%%
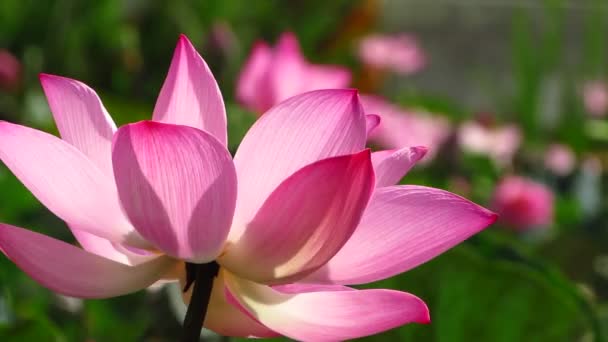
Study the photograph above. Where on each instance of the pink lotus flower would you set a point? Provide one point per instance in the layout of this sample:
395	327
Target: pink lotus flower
399	53
272	75
10	70
315	209
398	128
560	159
498	143
523	203
595	98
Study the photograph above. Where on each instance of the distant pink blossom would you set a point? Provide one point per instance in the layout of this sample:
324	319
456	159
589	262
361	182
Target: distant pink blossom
523	203
560	159
315	209
399	53
595	98
498	143
10	70
400	127
273	74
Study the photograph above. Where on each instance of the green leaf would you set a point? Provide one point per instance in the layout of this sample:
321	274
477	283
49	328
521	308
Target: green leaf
477	297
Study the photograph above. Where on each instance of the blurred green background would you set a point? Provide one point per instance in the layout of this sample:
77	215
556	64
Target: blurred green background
525	62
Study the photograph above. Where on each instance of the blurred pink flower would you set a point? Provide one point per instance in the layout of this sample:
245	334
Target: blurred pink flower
498	143
523	203
398	127
10	70
169	188
560	159
398	53
271	75
595	98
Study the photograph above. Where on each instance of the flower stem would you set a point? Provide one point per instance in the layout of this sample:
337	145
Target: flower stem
201	276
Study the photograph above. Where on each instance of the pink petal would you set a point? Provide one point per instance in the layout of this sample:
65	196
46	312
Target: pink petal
305	221
190	95
371	122
71	271
66	182
297	132
109	250
327	315
81	119
403	227
177	185
252	86
391	166
227	319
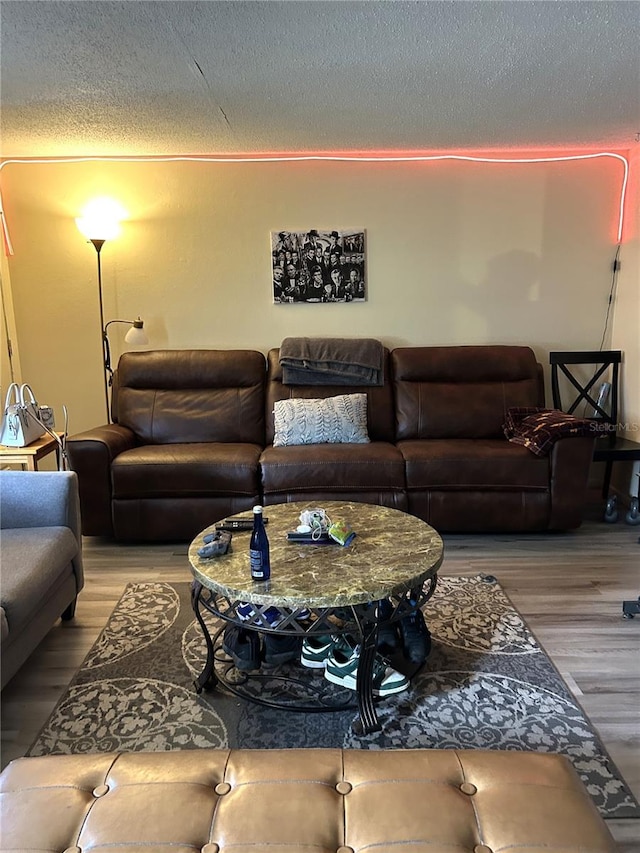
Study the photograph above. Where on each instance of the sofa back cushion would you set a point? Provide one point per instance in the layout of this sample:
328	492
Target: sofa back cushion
462	391
187	396
380	418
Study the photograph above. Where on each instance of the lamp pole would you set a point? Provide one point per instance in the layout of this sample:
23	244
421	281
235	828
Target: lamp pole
98	244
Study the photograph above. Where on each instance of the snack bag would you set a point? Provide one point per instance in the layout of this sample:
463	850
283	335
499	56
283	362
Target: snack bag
341	532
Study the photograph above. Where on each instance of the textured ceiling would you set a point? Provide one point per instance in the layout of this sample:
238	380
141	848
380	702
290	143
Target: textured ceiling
89	78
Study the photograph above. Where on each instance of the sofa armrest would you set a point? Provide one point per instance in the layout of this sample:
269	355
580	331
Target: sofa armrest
570	461
90	456
42	499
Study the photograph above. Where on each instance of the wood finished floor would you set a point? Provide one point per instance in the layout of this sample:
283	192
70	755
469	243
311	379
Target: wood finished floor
569	587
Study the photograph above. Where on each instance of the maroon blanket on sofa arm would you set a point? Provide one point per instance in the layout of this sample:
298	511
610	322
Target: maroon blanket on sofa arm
539	429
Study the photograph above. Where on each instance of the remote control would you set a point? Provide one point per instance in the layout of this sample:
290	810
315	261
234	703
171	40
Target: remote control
238	524
306	539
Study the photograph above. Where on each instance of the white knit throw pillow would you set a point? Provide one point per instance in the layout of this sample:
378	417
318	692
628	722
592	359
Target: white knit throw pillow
333	420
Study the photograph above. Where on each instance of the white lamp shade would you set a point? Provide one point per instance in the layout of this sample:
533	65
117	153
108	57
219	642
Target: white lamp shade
136	336
100	219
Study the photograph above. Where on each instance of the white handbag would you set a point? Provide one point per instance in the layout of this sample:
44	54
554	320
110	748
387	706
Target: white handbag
21	423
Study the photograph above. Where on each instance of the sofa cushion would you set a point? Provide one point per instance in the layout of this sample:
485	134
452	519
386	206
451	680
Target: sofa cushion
462	392
334	420
179	396
376	466
176	470
463	464
33	564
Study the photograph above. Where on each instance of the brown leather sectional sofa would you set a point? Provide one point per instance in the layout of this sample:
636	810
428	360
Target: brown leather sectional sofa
192	442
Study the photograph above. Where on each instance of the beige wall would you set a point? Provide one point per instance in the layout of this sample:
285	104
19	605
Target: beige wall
457	253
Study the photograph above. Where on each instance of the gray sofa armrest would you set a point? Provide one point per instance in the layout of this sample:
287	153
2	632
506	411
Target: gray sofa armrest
42	499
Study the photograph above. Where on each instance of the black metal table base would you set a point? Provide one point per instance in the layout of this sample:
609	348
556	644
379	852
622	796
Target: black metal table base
292	687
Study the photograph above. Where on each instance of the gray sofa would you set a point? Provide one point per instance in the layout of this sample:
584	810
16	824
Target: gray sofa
40	559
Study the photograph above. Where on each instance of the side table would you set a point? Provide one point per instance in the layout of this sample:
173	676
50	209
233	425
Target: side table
30	455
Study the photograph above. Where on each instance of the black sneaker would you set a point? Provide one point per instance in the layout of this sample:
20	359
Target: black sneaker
415	636
243	647
281	648
388	639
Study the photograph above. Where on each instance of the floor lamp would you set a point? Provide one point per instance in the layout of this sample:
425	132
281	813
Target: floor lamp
101	220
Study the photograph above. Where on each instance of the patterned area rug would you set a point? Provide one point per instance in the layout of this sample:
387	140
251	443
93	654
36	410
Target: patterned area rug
486	685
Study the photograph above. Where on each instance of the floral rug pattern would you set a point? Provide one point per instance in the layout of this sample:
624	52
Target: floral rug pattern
487	684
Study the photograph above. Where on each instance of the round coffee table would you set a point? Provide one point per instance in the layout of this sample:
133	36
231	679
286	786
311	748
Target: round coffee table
393	556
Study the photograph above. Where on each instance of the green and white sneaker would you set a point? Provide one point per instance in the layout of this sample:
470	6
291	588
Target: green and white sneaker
316	650
342	668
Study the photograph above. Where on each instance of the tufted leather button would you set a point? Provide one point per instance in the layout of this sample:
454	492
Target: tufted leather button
101	790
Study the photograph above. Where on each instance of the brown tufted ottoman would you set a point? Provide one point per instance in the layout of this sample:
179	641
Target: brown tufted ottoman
299	801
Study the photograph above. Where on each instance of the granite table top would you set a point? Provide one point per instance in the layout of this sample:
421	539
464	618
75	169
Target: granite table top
391	553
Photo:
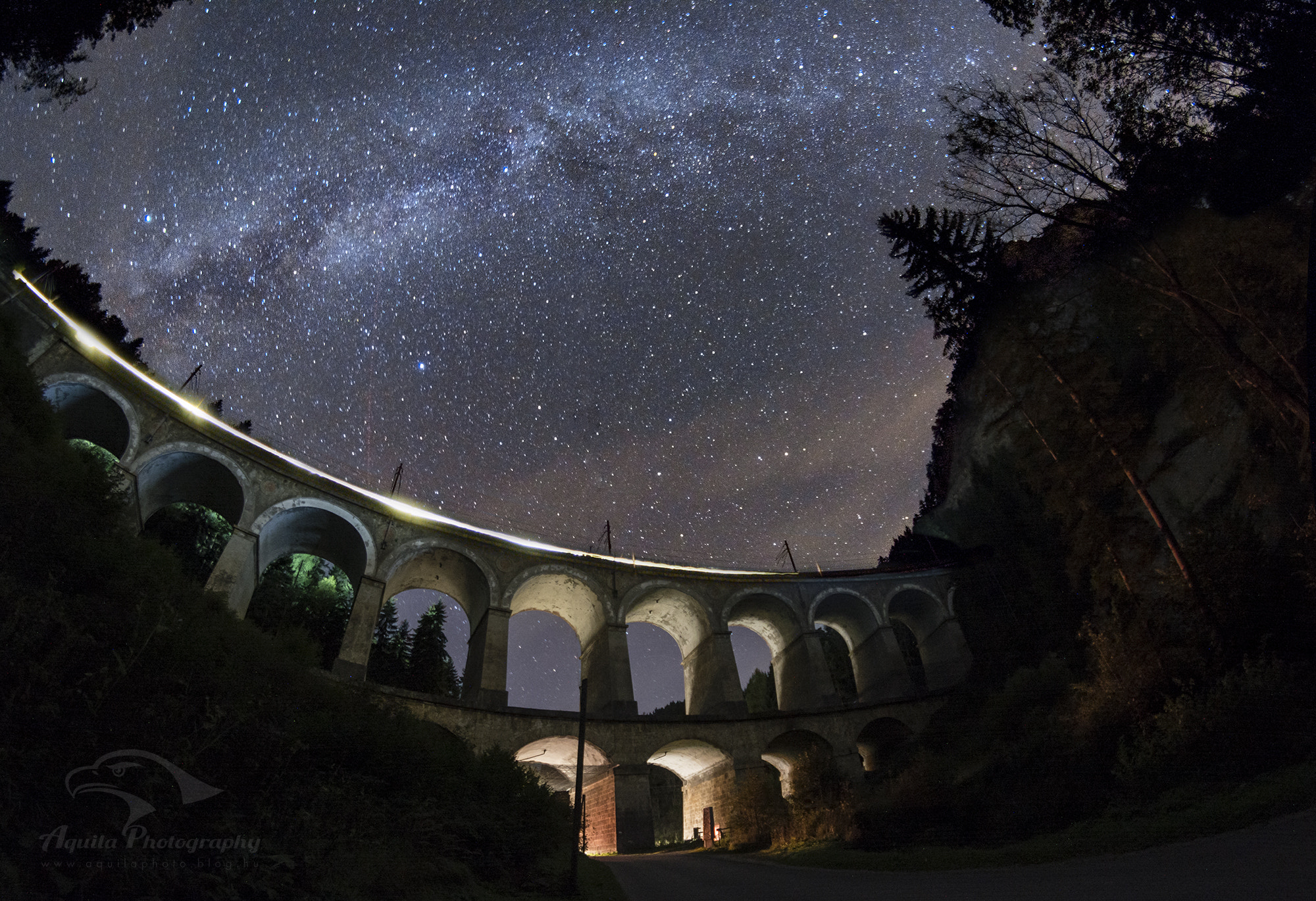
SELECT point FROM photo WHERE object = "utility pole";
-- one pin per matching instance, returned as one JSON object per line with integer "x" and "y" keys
{"x": 607, "y": 529}
{"x": 573, "y": 886}
{"x": 186, "y": 383}
{"x": 393, "y": 493}
{"x": 786, "y": 553}
{"x": 189, "y": 381}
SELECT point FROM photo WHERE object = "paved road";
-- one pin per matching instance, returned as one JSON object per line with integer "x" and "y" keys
{"x": 1275, "y": 861}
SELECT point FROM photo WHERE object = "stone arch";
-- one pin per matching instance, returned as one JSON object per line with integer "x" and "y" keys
{"x": 915, "y": 607}
{"x": 707, "y": 779}
{"x": 798, "y": 666}
{"x": 880, "y": 739}
{"x": 788, "y": 750}
{"x": 673, "y": 610}
{"x": 690, "y": 758}
{"x": 564, "y": 593}
{"x": 93, "y": 411}
{"x": 191, "y": 473}
{"x": 444, "y": 568}
{"x": 942, "y": 644}
{"x": 769, "y": 615}
{"x": 856, "y": 620}
{"x": 577, "y": 599}
{"x": 555, "y": 757}
{"x": 309, "y": 525}
{"x": 707, "y": 661}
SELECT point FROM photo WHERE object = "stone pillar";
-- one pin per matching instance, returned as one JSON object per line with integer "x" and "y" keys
%%
You are asked to reproduce each line above exactly, but to exclude the pictures.

Study the photograph above. Where on each instance of the pink lotus flower would you set a point? Provide one point per instance in the layout of this sample:
395	327
Target: pink lotus flower
399	53
272	75
10	70
315	209
398	128
560	159
498	143
523	203
595	98
Study the photograph above. Where on each instance of the distant pink blossom would you set a point? Provide one point per instance in the layout of this sample:
324	319
456	159
589	262
361	182
Target: distant pink blossom
523	203
560	159
315	209
399	53
595	98
498	143
10	70
400	127
273	74
Study the photograph above. Where on each instance of the green leaf would you set a point? Provide one point per instance in the layout of this sample:
321	274
477	283
49	328
521	308
Target: green leaf
477	297
Study the photograph above. Where on each instance of the blurred green background would you set a point? Provide one point per instance in the layout of this sample:
77	215
556	64
Target: blurred green background
525	62
Study the photograph above. Where on each instance of the blurred pink flower would you set a point? Provide one point per instance in the layout of this sample:
245	334
Target: blurred pink flower
498	143
523	203
398	127
10	70
169	188
560	159
398	53
271	75
595	98
Study the photograph above. Where on each instance of the flower stem would you set a point? Provide one point per instance in the layout of this sample:
337	145
Target: flower stem
201	276
Study the photograph above. Where on each instance of the pink petal would you set a point? Provide one point per instance in the layout of this sample:
65	196
46	312
Target: pink petal
305	221
190	95
371	122
71	271
66	182
297	132
109	250
327	315
81	119
403	227
177	185
252	86
391	166
227	319
Study the photograph above. Where on each instance of the sofa back cushion would you set a point? Provide one point per instance in the layout of this sample:
328	492
Target: sofa back cushion
462	391
187	396
380	418
Study the photograph above. Where on each instance of the lamp pole would you set a point? Provide one point per instance in the layout of this sample:
23	244
421	281
235	828
Target: lamp pole
98	244
Study the photograph above. Where on each instance of the snack bag would you set a point? Provide one point per instance in the layout of this sample:
463	850
283	335
499	56
283	362
Target: snack bag
341	532
Study the photograph above. Where on each instance of the textured ceiling would you set a point? Provide one point per instance in the layout of this sample:
238	380
141	848
380	702
290	143
Target: textured ceiling
89	78
Study the photograph above. Where on each instance of the sofa armrest would you set a point? Provide one point per instance in the layout of this sample:
269	355
580	331
Target: sofa armrest
570	461
90	456
42	499
Study the photograph above. Where on each instance of the wood finished floor would you set a point? Provide one point per instance in the layout of this sample:
283	192
70	755
469	243
311	379
Target: wood finished floor
569	587
Study the photograph above. Where on each instance of the maroon blanket on sofa arm would you set a point? Provide one point per instance in the layout of this sample:
298	511
610	322
Target: maroon blanket on sofa arm
539	429
Study the photograph above. Where on each instance of the remote control would you set a point? Provide one point per instance in the layout of this sample:
290	810
315	261
234	703
171	40
Target: remote control
238	524
306	539
Study the photograph above. Where on each instance of the white knit throw pillow would you set a point? Provide one point per instance in the layout of this sample:
378	417
318	692
628	722
592	359
Target: white knit throw pillow
333	420
Study the photograph above. Where on each instance of the white lamp shade would you set a point? Provide one point per instance in the layout of this sample:
533	65
117	153
108	57
219	642
Target: white lamp shade
136	336
100	219
Study the photograph above. Where on each instance of the white handbag would you set a point? Provide one point per instance in the layout of this sample:
44	54
554	320
110	748
387	706
Target: white handbag
21	423
Study the photograph above. Where on each instance of the sofa cushion would you set a point? Provide one point per instance in the layout of this sample:
485	134
452	519
386	206
451	680
Target: sofa cushion
462	392
334	420
179	396
376	466
176	470
463	464
33	564
Study the photograph above. Where on each instance of the brown leather sectional sofa would you set a point? Provide one point per instance in the layout of this sample:
636	810
428	360
Target: brown leather sectional sofa
192	442
Study the photograph above. Where on each instance of the beige wall would you set a point? Provide one point per instance in the layout of this sample:
285	104
19	605
Target: beige wall
457	253
Study the photograph above. Where on each instance of the gray sofa armrest would you set a point? Provide one point per instance in the layout of this sample:
287	153
2	632
506	411
Target: gray sofa armrest
42	499
Study the photograph above. Where on each instance of the black metal table base would you set a point? Provide one point per instance in the layout of this sample:
609	348
556	644
379	852
622	796
Target: black metal table base
292	687
Study the photograph above. Where on each instance of the gray sofa would you set a point? Provide one point per instance in the layout of this sample:
584	810
16	824
Target: gray sofa
40	559
Study the photograph above. Where on each instance of the side table would you set a point? Provide one point per instance in the layout of this sample:
173	676
50	209
233	425
Target: side table
30	455
Study the photograph above. Where on each instance of the black sneaker would you set a point? Provide one point per instance in the layout of this sample:
20	359
Target: black sneaker
415	636
243	647
281	648
388	639
Study the photograph above. Where on each instance of the floor lamp would you set a point? Provide one point per instance in the layout of this sample:
425	132
281	813
Target: floor lamp
101	220
Study the photograph above. Where on each instance of the patterned area rug would you set a point? Provide one point per instance in the layout of this sample:
387	140
251	443
93	654
36	410
Target: patterned area rug
486	685
Study the photograph above. Where on each instance of the floral rug pattern would you set a point? Provide one point per instance in the layout of this sample:
624	52
Target: floral rug pattern
487	684
Study the photograph above. Where on each instance of the round coffee table would you set a point? Provide one point per instance in the layout of this sample:
133	36
231	679
286	786
311	748
Target: round coffee table
393	556
Study the photograph above. Where on each instance of the green and white sneaker would you set a point? Provide one point per instance in the layout of this sample:
470	6
291	588
Target: green and white sneaker
316	650
342	668
Study the photograph above. Where on each instance of the tufted leather button would you set a point? Provide one point per instance in the layout of this sample:
454	492
Target: tufted leather button
101	790
Study the photograph above. Where on each instance of the brown tufted ottoman would you set a point? Provide one point per instance in the layout of this sample:
179	641
Target: brown tufted ottoman
299	801
Study the photograph above. Where on each instance of the granite table top would you set a point? Provide one point per instance in the layout of this sample:
421	539
464	618
75	169
Target: granite table top
391	553
Photo:
SELECT point FROM photo WHERE object = "utility pole";
-- one pin per matching instance, returned as one JSON object per line with integer "x" and "y" keys
{"x": 607, "y": 529}
{"x": 573, "y": 886}
{"x": 186, "y": 383}
{"x": 393, "y": 493}
{"x": 786, "y": 553}
{"x": 189, "y": 381}
SELECT point FROM photo WHERE object = "paved road";
-- one pin per matching instance, returned as one JSON object per line with integer "x" and "y" keys
{"x": 1275, "y": 861}
SELECT point FROM photo WHERE object = "stone arch";
-- one pin per matching instance, returned as one JSON object per line with integer "x" and "y" keys
{"x": 915, "y": 607}
{"x": 707, "y": 779}
{"x": 798, "y": 666}
{"x": 880, "y": 739}
{"x": 788, "y": 750}
{"x": 673, "y": 610}
{"x": 690, "y": 758}
{"x": 564, "y": 593}
{"x": 93, "y": 411}
{"x": 191, "y": 473}
{"x": 444, "y": 568}
{"x": 942, "y": 644}
{"x": 769, "y": 615}
{"x": 856, "y": 620}
{"x": 577, "y": 599}
{"x": 555, "y": 757}
{"x": 309, "y": 525}
{"x": 707, "y": 661}
SELECT point FROM photo WHERE object = "stone pillar";
-- one pin per matching instance, returned as one JSON object per line with integer "x" and "y" keys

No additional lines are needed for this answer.